Nothing but the lines from the one containing "Drop one marker on each instance of the lighthouse" to the end of the records below should be output, each exactly as written.

-----

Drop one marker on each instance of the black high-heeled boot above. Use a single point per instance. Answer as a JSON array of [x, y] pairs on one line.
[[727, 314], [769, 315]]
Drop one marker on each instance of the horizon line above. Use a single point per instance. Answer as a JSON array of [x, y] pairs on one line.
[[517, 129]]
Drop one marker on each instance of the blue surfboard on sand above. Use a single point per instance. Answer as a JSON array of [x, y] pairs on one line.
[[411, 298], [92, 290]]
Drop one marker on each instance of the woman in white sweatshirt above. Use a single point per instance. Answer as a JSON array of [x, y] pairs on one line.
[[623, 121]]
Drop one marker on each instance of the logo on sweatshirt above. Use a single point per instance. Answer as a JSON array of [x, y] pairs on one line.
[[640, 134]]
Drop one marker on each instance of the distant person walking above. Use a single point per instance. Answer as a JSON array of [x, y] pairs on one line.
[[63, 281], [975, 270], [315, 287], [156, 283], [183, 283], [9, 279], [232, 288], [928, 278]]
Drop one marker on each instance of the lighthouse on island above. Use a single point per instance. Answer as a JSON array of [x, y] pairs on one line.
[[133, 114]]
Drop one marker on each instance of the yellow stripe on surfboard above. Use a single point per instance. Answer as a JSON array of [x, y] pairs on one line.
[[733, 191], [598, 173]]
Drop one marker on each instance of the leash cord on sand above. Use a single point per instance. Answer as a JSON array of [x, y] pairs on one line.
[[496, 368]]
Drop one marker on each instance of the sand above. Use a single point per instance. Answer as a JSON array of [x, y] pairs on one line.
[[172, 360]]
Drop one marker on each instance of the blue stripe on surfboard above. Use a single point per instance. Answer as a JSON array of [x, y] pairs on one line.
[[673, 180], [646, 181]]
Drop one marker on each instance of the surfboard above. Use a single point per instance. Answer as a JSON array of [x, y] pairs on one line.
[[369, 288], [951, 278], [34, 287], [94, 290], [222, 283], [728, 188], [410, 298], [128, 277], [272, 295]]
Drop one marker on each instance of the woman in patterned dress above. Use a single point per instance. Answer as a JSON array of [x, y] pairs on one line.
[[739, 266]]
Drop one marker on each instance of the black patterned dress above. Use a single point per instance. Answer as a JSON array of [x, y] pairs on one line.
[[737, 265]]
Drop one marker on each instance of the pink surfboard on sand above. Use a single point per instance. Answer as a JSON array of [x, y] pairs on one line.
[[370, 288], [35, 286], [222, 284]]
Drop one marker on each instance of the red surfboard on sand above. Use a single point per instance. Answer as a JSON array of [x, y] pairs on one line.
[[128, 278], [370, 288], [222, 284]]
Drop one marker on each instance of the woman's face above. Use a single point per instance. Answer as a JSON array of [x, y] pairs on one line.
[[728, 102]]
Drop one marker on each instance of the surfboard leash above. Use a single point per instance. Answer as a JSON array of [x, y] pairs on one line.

-----

• The completed task:
Drop one marker on each instance of the lighthouse on island above. Use a single point per instance. Answer as a JSON array of [x, y] pairs on one line.
[[133, 114]]
Drop one marker on each instance of the yellow stripe on surfboard above. Use a single point per instance. Answer as a JSON array of [x, y] pairs on one line.
[[733, 191], [598, 173]]
Drop one marker on each instance of the leash cord on sand above. Use a single point per instance. Answer as a JSON array of [x, y] pairs on one line.
[[496, 368]]
Drop one marker on each instance of the sand above. Use a single point per instance. Answer as a JSON array of [x, y] pairs on one line.
[[172, 360]]
Drop one marker on each instance of the blue stripe on surfboard above. Use a single point per instance. Answer as a JSON array of [x, y] pairs on one line.
[[673, 180], [646, 181]]
Drop one marker on each instance of the surfboard above. Use a single point per instance. Answer as a JSON array of [x, y] pairs on one line.
[[369, 288], [951, 278], [34, 287], [94, 290], [222, 283], [728, 188], [410, 298], [128, 277], [272, 295]]
Drop one marker on each instance of the woman in patterned dress above. Use a single point per instance. Answer as a JSON array of [x, y] pairs on one line.
[[739, 266]]
Drop one marker on each instance of the black patterned dress above. Use a single point per instance. Answer as a JSON array of [x, y] pairs on one line.
[[737, 265]]
Drop one marker on each instance of the pink surfboard on sand above. Use a single point per instance. Answer as a JSON array of [x, y] pairs on one line.
[[370, 288], [35, 286], [222, 284]]
Drop one marker on each instance of the red surfboard on sand above. Use a single point per instance. Answer as a JSON array of [x, y] pairs on one line.
[[128, 278], [370, 288], [222, 284]]
Drop one marker on each instance of the woman's face above. Use a single point per instance. Answer as a JSON array of [x, y] pairs on one line.
[[728, 102]]
Drop one marker on each instance of the surfboard leash above. Use a single point per instance. Answer as a JSON array of [x, y] pairs on one line.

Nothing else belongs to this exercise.